→ Given records:
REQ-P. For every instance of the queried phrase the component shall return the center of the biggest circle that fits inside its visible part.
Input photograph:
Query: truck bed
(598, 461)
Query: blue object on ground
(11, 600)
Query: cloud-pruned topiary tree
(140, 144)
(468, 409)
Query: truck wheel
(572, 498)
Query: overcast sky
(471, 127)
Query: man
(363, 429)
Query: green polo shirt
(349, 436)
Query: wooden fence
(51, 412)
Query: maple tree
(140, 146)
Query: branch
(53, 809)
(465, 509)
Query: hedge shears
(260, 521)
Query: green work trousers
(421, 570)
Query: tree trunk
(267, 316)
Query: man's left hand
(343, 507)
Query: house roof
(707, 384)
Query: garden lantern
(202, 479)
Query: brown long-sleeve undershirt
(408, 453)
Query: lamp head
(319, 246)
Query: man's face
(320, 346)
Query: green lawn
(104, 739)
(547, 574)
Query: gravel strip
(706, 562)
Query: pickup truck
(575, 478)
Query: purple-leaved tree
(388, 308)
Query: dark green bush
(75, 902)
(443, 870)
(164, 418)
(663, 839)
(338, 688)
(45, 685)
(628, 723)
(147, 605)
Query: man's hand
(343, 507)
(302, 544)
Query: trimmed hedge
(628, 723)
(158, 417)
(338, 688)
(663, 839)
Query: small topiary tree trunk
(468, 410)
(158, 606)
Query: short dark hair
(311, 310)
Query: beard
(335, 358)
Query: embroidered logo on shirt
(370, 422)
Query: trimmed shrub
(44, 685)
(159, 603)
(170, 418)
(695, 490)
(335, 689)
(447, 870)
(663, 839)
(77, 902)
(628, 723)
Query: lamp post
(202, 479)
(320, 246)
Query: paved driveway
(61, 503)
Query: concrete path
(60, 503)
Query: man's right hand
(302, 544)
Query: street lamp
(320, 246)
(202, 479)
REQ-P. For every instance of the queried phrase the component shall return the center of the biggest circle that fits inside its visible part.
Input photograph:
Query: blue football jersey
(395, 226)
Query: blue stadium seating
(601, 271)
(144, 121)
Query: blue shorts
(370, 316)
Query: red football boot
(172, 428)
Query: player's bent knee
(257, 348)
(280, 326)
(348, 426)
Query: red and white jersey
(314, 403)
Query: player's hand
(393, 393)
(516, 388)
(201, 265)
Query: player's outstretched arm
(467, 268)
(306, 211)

→ Work to be completed: From top to bottom, repeat the data above without alteration.

→ Worked solution:
REQ-P. For every instance of the queried phrase the component shall return the center of the biggest circle that fits inside its visible part.
Input photograph:
Query: truck bed
(598, 461)
Query: blue object on ground
(11, 600)
Query: cloud-pruned topiary tree
(140, 144)
(468, 409)
Query: truck wheel
(572, 498)
Query: overcast sky
(471, 127)
Query: man
(363, 429)
Query: green polo shirt
(349, 436)
Query: wooden fence
(51, 412)
Query: maple tree
(140, 146)
Query: branch
(53, 809)
(465, 509)
Query: hedge shears
(260, 521)
Query: green work trousers
(421, 570)
Query: tree trunk
(267, 316)
Query: man's left hand
(343, 507)
Query: house roof
(707, 384)
Query: garden lantern
(202, 479)
Query: brown long-sleeve undershirt
(408, 453)
Query: lamp head
(319, 246)
Query: man's face
(320, 346)
Query: green lawn
(104, 739)
(547, 574)
Query: gravel strip
(706, 562)
Query: pickup truck
(575, 478)
Query: purple-leaved tree
(388, 308)
Query: dark green bush
(75, 902)
(443, 870)
(164, 418)
(663, 839)
(338, 688)
(45, 685)
(628, 723)
(147, 605)
Query: man's hand
(343, 507)
(302, 544)
Query: trimmed hedge
(628, 723)
(158, 417)
(338, 688)
(663, 839)
Query: small topiary tree trunk
(468, 410)
(158, 606)
Query: short dark hair
(311, 310)
Query: beard
(335, 358)
Query: embroidered logo on shirt
(370, 422)
Query: trimmed shrub
(44, 685)
(159, 603)
(170, 418)
(695, 490)
(335, 689)
(447, 870)
(663, 839)
(77, 902)
(628, 723)
Query: lamp post
(202, 479)
(320, 246)
Query: paved driveway
(61, 503)
Query: concrete path
(60, 503)
Query: man's right hand
(302, 544)
Query: street lamp
(320, 246)
(202, 479)
REQ-P. For every instance of the queried phrase the component shall return the center of the biggest circle that fits inside its visible part.
Input photograph:
Query: blue football jersey
(395, 226)
Query: blue stadium seating
(601, 271)
(144, 121)
Query: blue shorts
(370, 316)
Query: red football boot
(172, 428)
Query: player's bent knee
(257, 348)
(280, 326)
(348, 426)
Query: red and white jersey
(314, 403)
Query: player's hand
(393, 393)
(516, 388)
(201, 265)
Query: player's outstretched arm
(467, 268)
(306, 211)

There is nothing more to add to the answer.